# Task description
Each record must be copied in full and unchanged; any image it holds is excluded.

--- Data under study Enclosed Below ---

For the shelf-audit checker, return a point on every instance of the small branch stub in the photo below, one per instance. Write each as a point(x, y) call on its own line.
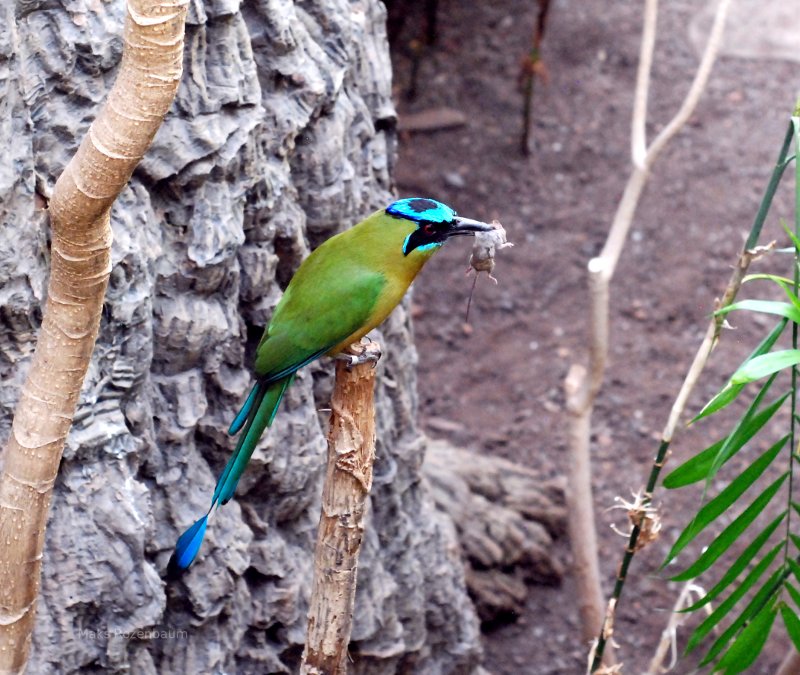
point(348, 479)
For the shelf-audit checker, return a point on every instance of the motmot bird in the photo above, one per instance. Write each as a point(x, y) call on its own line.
point(340, 292)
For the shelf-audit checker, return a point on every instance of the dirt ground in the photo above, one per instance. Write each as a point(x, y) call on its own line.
point(499, 388)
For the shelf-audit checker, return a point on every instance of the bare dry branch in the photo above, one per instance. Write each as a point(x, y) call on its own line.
point(81, 245)
point(348, 479)
point(582, 384)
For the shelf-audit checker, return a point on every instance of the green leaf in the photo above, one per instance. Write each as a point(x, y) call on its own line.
point(749, 425)
point(791, 234)
point(717, 506)
point(786, 284)
point(760, 599)
point(740, 564)
point(795, 539)
point(731, 533)
point(748, 645)
point(726, 605)
point(792, 624)
point(729, 392)
point(697, 468)
point(766, 364)
point(768, 277)
point(785, 309)
point(792, 591)
point(795, 567)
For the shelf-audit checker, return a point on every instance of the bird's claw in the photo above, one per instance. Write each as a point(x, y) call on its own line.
point(359, 354)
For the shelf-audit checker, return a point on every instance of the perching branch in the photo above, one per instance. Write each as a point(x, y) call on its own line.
point(81, 246)
point(583, 384)
point(348, 479)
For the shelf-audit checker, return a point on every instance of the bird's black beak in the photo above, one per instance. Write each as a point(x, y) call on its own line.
point(467, 226)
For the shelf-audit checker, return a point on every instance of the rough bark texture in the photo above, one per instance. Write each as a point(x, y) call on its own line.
point(281, 134)
point(80, 265)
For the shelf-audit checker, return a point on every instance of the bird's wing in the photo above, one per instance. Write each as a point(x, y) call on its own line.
point(316, 314)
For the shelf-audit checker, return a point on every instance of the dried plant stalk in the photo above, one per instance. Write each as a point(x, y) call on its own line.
point(582, 384)
point(80, 265)
point(348, 479)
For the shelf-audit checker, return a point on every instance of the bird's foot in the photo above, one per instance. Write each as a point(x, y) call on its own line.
point(367, 351)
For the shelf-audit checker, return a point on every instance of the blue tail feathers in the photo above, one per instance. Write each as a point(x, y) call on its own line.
point(187, 547)
point(256, 414)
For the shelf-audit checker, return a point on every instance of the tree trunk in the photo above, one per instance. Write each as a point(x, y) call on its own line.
point(282, 133)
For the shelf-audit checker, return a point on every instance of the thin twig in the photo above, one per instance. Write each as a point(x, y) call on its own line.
point(152, 57)
point(348, 479)
point(582, 385)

--- End of Enclosed Data under study ---

# Exercise output
For the shelf-audit checker, return a point on every instance of the small branch stub in the photo below, one per instance. Write each as a point(x, y) call on its own line.
point(348, 479)
For the shelf-audit checker, return a point on every instance of the motmot bird in the photo above, one per instance. Write each as a point(x, y) call on its own line.
point(340, 292)
For the shelf-audit checker, return a point on every instance of the dirt ground in the photo above, one per instance. Write each as a point(x, y) call on its own line.
point(499, 388)
For the shelf-audit checker, return a point on every instance of the bare dry branch in the photo above, one per instance. Write each as a point(x, y) call on its own line.
point(81, 245)
point(348, 479)
point(582, 384)
For the shelf-audit checker, return a point on every instance of the green leaf in the photo above, one per instance. Write each as a point(x, y) call on its own line.
point(749, 425)
point(791, 234)
point(717, 506)
point(786, 284)
point(760, 599)
point(740, 564)
point(795, 539)
point(731, 533)
point(748, 645)
point(726, 605)
point(792, 624)
point(729, 392)
point(697, 468)
point(766, 364)
point(768, 277)
point(785, 309)
point(792, 591)
point(795, 567)
For the shelf-audit checker, return a point on every instance of the bird's claw in the photo above, one per instance. Write each as a point(x, y) call on its own line.
point(359, 354)
For the shelf-audit checker, return a point on every instance of the perching branch in the photo above, one per instance. Write each as a point(x, y) call on its own line.
point(81, 246)
point(583, 384)
point(348, 479)
For the shelf-audit checker, return a point on every instance of the bird's black beak in the photo above, one per instance. Write each as a point(x, y) call on its own line.
point(467, 226)
For the shelf-audit checker, return a point on every instance of the rough bark texture in the photo above, one per instance. Write each as a point(x, y) call on its own line.
point(281, 134)
point(80, 265)
For the shelf-audit checker, return a point on every instance of the bird's wing in the photo above, one per instance. Write each as a point(x, y) call on its own line.
point(316, 314)
For the shelf-audit checker, return a point on every instance of the dried plant stalk in the photo above, one per instance. Write each as a point(x, y) call on its own line.
point(582, 384)
point(80, 265)
point(348, 479)
For the shelf-audit checker, return a point on every instance of the bird's foot in the photo above, one per instance. Write each as a point(x, y) call on its own line.
point(367, 351)
For the shelf-audit checker, return a point on every instance of the blue tail feathers in the photo above, one per instance. Write each as a point(x, y) call on its own line.
point(187, 547)
point(256, 414)
For the shelf-audit checker, return a point on every instance of the tree trunk in the photo above, one per instance. Write each as a point(x, y) call on its own line.
point(282, 133)
For the shelf-audit checker, return a point on every instance of the thin twig in the photo above, one per instance. Write each as a point(x, y) call on its own line.
point(152, 57)
point(348, 479)
point(582, 385)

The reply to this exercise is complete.